Text passage:
+-------+

Leveraging Data Analytics to Reduce Denials
Case Study Apr 15, 2022
To provide researchers and report writers with easy access to high quality data, the organization requested a metadata-driven extract, load and transform (ELT) process to stand up an Observational Medical Outcomes Partnership (OMOP) data warehouse using the OMOP Common Data Model (CDM). This provides insights generated using Observational Health Data Sciences and Informatics (OHDSI) standardized tools.
To set the project up for success, Tegria deployed an integrated team of data engineers, Epic data experts, and a data architect to work side-by-side with the internal teams. Using Caboodle’s source data, the project team completed source-to-target mapping to the CDM. We created profiles of the source data to allow senior research data analysts to make informed decisions about conforming Caboodle data to the OMOP standard and extending the CDM to include additional data elements from both Caboodle and Clarity databases.
The project team selected a metadata-driven ELT architecture to minimize development time and long-term maintenance costs. Business Intelligence Markup Language (Biml) was used in the creation of efficient processes to automatically generate ELT packages for exporting and loading data.
Once the scripts were created, data analysts staged and validated source data. Loading the legacy data helped to ensure that the system was configured to work with the existing implementation and informed the development of features that would enable efficient, scalable architecture.

+-------+

Task item: Reproduce the case study on data analytics word for word, from its title through its final sentence.

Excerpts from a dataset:
+-------+

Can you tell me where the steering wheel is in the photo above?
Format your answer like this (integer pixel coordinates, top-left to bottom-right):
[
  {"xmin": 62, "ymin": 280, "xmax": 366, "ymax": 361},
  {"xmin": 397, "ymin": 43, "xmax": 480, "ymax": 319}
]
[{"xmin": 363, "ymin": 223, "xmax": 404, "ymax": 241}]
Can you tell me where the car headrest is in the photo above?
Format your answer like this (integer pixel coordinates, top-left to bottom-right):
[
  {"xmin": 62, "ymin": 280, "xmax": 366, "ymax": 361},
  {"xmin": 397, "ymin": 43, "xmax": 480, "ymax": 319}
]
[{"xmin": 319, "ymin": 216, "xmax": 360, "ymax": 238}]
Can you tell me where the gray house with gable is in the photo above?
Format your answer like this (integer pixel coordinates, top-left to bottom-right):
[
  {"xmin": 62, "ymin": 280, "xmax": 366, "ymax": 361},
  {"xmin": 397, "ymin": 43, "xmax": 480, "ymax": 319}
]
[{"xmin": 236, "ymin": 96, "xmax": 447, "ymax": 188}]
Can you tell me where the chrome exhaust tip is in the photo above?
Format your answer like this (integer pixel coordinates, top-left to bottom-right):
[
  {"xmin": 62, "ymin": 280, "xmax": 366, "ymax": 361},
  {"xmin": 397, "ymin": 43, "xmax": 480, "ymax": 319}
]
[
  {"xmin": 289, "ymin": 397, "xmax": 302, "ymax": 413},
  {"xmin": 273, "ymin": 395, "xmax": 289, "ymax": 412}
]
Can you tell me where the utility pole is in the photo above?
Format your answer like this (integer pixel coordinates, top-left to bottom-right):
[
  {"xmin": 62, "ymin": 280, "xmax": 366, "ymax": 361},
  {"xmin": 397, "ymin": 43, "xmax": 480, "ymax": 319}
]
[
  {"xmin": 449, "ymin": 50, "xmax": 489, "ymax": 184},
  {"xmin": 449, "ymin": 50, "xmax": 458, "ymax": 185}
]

+-------+

Result:
Leveraging Data Analytics to Reduce Denials
Case Study Apr 15, 2022
To provide researchers and report writers with easy access to high quality data, the organization requested a metadata-driven extract, load and transform (ELT) process to stand up an Observational Medical Outcomes Partnership (OMOP) data warehouse using the OMOP Common Data Model (CDM). This provides insights generated using Observational Health Data Sciences and Informatics (OHDSI) standardized tools.
To set the project up for success, Tegria deployed an integrated team of data engineers, Epic data experts, and a data architect to work side-by-side with the internal teams. Using Caboodle’s source data, the project team completed source-to-target mapping to the CDM. We created profiles of the source data to allow senior research data analysts to make informed decisions about conforming Caboodle data to the OMOP standard and extending the CDM to include additional data elements from both Caboodle and Clarity databases.
The project team selected a metadata-driven ELT architecture to minimize development time and long-term maintenance costs. Business Intelligence Markup Language (Biml) was used in the creation of efficient processes to automatically generate ELT packages for exporting and loading data.
Once the scripts were created, data analysts staged and validated source data. Loading the legacy data helped to ensure that the system was configured to work with the existing implementation and informed the development of features that would enable efficient, scalable architecture.